TASK REQUIREMENTS - Could you quote the full text on ion channel and receptor operation word for word?

(Beginning of TEXT UNDER STUDY)

Ion Channels and Receptors Operation

The physiological importance of ion channels is underlined by their involvement in a wide range of pathologies spanning all major therapeutic areas. Approximately 13% of known drugs have their primary therapeutic action at ion channels, making them the second largest target class after G-protein coupled receptors. However, our understanding of ion channel operation is limited to inferences based on functional data and to static snapshots of their structures where they are available. Cyclic nucleotide-modulated channels and calcium-activated K+ channels play crucial roles in a myriad of physiological processes ranging from signal transduction to neuronal excitability. The binding of ligands to specialized intracellular domains modulates the opening/closing (gating) equilibrium of these channels. Both the high-resolution structures - in open and closed conformation - of these channels and the precise mechanism of ligand-mediated channel activation are unknown. The present proposal aims to understand the mechanism of ion channel modulation by ligands. To accomplish this goal we utilized prokaryotic homologues of these channels reconstituted in artificial membranes. High-speed atomic force microscopy (HS-AFM) allowed us to directly observe individual ion channel molecules in action at high spatiotemporal resolution and in physiological conditions. Differences between liganded and unliganded channel structures provided us insight into the mechanism of ligand gating. The obtained data were compared to single channel current recordings obtained under comparable conditions.

(End of TEXT UNDER STUDY)
(Beginning of RECORD EXCERPTS)

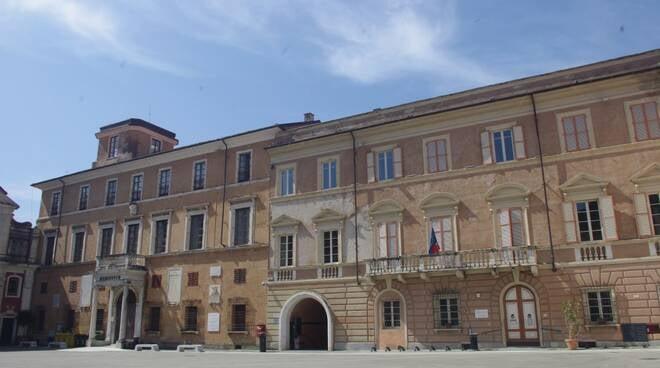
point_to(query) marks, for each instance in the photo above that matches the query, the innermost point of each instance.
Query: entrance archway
(306, 323)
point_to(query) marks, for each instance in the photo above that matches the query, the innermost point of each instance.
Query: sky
(210, 68)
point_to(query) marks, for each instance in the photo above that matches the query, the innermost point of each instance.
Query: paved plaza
(533, 358)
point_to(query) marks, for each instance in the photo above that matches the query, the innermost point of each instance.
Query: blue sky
(209, 68)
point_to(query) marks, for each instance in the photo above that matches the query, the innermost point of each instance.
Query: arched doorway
(130, 315)
(520, 317)
(306, 323)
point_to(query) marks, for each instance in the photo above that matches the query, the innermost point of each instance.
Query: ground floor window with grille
(191, 319)
(445, 311)
(600, 306)
(391, 314)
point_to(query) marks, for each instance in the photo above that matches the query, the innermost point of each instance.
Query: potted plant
(570, 310)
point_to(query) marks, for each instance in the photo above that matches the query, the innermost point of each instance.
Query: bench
(182, 348)
(152, 347)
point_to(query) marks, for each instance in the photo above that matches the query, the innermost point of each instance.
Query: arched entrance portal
(306, 323)
(130, 315)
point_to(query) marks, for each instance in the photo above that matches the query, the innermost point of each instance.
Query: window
(13, 287)
(512, 231)
(646, 121)
(55, 203)
(113, 149)
(287, 181)
(436, 156)
(244, 163)
(503, 145)
(154, 319)
(160, 239)
(164, 178)
(445, 311)
(50, 250)
(156, 281)
(191, 319)
(193, 279)
(385, 165)
(241, 226)
(576, 133)
(588, 217)
(196, 231)
(111, 192)
(132, 237)
(155, 145)
(331, 246)
(329, 174)
(391, 314)
(137, 183)
(238, 317)
(107, 234)
(240, 275)
(600, 306)
(78, 245)
(199, 175)
(83, 198)
(286, 250)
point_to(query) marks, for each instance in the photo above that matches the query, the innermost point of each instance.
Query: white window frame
(232, 209)
(191, 212)
(238, 155)
(152, 240)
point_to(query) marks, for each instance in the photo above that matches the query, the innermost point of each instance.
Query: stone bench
(152, 347)
(182, 348)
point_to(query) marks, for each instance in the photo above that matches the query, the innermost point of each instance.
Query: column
(111, 316)
(92, 318)
(122, 322)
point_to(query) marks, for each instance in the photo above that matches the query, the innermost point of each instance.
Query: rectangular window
(132, 238)
(113, 149)
(385, 165)
(136, 187)
(331, 246)
(83, 198)
(329, 174)
(164, 179)
(160, 238)
(503, 145)
(445, 311)
(600, 306)
(191, 319)
(155, 146)
(287, 181)
(286, 250)
(111, 193)
(106, 241)
(154, 319)
(588, 217)
(436, 156)
(78, 246)
(244, 162)
(646, 120)
(576, 134)
(196, 232)
(241, 226)
(199, 175)
(55, 203)
(238, 317)
(391, 314)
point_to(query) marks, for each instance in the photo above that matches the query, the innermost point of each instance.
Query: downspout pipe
(355, 209)
(545, 185)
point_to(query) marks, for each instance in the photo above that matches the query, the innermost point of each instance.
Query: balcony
(484, 259)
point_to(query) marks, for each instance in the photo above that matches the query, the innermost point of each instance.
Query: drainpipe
(355, 209)
(545, 186)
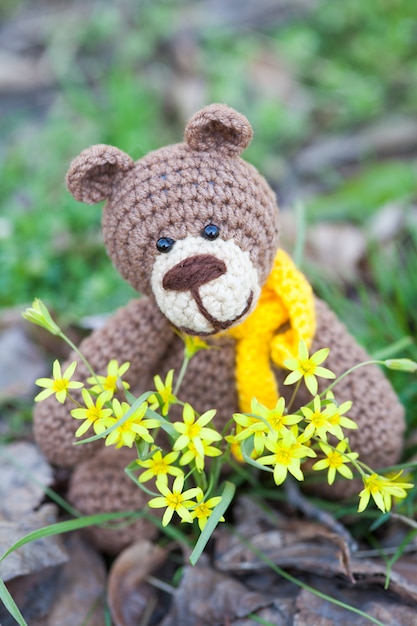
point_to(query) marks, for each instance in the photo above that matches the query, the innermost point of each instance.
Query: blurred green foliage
(115, 67)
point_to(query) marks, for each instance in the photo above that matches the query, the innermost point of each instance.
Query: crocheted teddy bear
(194, 228)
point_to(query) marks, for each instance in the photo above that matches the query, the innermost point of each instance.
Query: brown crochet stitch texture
(175, 192)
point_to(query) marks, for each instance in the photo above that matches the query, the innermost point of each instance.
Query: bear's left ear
(218, 128)
(92, 175)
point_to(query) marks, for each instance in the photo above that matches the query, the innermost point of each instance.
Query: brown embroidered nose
(193, 272)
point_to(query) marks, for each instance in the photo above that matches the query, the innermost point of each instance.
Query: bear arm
(137, 333)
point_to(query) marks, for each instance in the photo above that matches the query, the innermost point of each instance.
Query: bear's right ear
(92, 175)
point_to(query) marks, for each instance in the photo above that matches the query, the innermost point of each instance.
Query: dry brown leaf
(375, 602)
(209, 598)
(130, 597)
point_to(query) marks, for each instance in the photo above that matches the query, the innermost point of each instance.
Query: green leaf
(11, 605)
(122, 420)
(213, 520)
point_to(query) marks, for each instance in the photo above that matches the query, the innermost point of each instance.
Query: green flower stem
(349, 371)
(294, 394)
(72, 345)
(181, 374)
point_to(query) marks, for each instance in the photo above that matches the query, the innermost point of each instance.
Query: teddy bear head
(191, 224)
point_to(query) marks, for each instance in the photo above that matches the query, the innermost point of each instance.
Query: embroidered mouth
(218, 325)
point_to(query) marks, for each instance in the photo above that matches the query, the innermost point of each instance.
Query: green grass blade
(67, 526)
(11, 605)
(213, 520)
(302, 584)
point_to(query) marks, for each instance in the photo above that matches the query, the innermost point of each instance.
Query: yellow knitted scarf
(285, 314)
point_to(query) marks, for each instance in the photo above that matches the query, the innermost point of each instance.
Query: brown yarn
(175, 192)
(194, 272)
(219, 129)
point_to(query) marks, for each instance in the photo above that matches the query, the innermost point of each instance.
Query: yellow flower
(159, 467)
(164, 396)
(335, 461)
(204, 509)
(94, 414)
(111, 381)
(308, 367)
(273, 420)
(175, 500)
(382, 490)
(59, 385)
(134, 426)
(192, 454)
(192, 430)
(318, 420)
(38, 314)
(286, 457)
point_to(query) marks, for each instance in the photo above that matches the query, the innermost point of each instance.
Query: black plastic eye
(211, 232)
(165, 244)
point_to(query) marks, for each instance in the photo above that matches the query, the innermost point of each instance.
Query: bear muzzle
(204, 287)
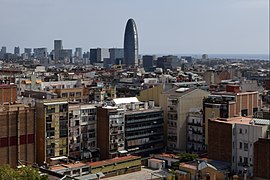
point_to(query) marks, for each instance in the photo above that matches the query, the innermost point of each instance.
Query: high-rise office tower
(3, 51)
(17, 50)
(131, 44)
(40, 53)
(116, 55)
(98, 55)
(148, 62)
(58, 46)
(28, 51)
(78, 53)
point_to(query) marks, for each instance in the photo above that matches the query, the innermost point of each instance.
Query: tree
(6, 172)
(26, 172)
(186, 157)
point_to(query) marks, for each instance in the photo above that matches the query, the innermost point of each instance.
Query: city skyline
(223, 27)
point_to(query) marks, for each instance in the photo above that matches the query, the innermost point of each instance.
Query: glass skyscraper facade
(131, 44)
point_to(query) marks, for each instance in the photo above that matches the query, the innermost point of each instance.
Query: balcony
(143, 127)
(195, 124)
(143, 135)
(144, 120)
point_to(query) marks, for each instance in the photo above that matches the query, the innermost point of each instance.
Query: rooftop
(234, 120)
(114, 160)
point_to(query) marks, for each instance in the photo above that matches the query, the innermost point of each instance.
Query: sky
(164, 26)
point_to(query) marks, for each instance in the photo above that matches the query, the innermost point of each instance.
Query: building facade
(195, 135)
(144, 130)
(176, 104)
(262, 158)
(17, 135)
(110, 131)
(52, 129)
(82, 132)
(232, 140)
(229, 104)
(131, 54)
(58, 46)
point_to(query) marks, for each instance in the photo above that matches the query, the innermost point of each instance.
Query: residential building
(261, 165)
(168, 62)
(144, 133)
(66, 55)
(229, 104)
(72, 94)
(202, 170)
(195, 135)
(28, 51)
(8, 93)
(176, 104)
(116, 166)
(52, 129)
(148, 62)
(110, 132)
(3, 51)
(232, 140)
(83, 132)
(78, 53)
(58, 46)
(17, 135)
(17, 51)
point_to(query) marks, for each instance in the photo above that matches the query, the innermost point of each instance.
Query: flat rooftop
(234, 120)
(112, 161)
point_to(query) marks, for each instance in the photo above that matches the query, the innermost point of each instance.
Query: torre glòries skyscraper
(131, 44)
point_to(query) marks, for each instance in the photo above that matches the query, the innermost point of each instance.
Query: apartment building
(262, 158)
(228, 105)
(144, 129)
(232, 140)
(17, 135)
(8, 93)
(52, 129)
(195, 135)
(82, 132)
(73, 94)
(110, 131)
(176, 104)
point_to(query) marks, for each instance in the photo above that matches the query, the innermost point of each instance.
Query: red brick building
(17, 135)
(262, 158)
(8, 93)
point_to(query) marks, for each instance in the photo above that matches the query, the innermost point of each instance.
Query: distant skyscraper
(40, 53)
(98, 55)
(204, 57)
(131, 44)
(17, 50)
(78, 53)
(58, 46)
(3, 51)
(116, 55)
(28, 51)
(148, 62)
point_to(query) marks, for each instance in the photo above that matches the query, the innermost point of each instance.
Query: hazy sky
(164, 26)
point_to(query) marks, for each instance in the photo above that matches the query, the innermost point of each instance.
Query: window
(240, 131)
(245, 146)
(240, 159)
(245, 160)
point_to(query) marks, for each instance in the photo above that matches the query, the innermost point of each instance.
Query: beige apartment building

(End of RECORD EXCERPTS)

RESPONSE AREA -
Ion Channels and Receptors Operation

The physiological importance of ion channels is underlined by their involvement in a wide range of pathologies spanning all major therapeutic areas. Approximately 13% of known drugs have their primary therapeutic action at ion channels, making them the second largest target class after G-protein coupled receptors. However, our understanding of ion channel operation is limited to inferences based on functional data and to static snapshots of their structures where they are available. Cyclic nucleotide-modulated channels and calcium-activated K+ channels play crucial roles in a myriad of physiological processes ranging from signal transduction to neuronal excitability. The binding of ligands to specialized intracellular domains modulates the opening/closing (gating) equilibrium of these channels. Both the high-resolution structures - in open and closed conformation - of these channels and the precise mechanism of ligand-mediated channel activation are unknown. The present proposal aims to understand the mechanism of ion channel modulation by ligands. To accomplish this goal we utilized prokaryotic homologues of these channels reconstituted in artificial membranes. High-speed atomic force microscopy (HS-AFM) allowed us to directly observe individual ion channel molecules in action at high spatiotemporal resolution and in physiological conditions. Differences between liganded and unliganded channel structures provided us insight into the mechanism of ligand gating. The obtained data were compared to single channel current recordings obtained under comparable conditions.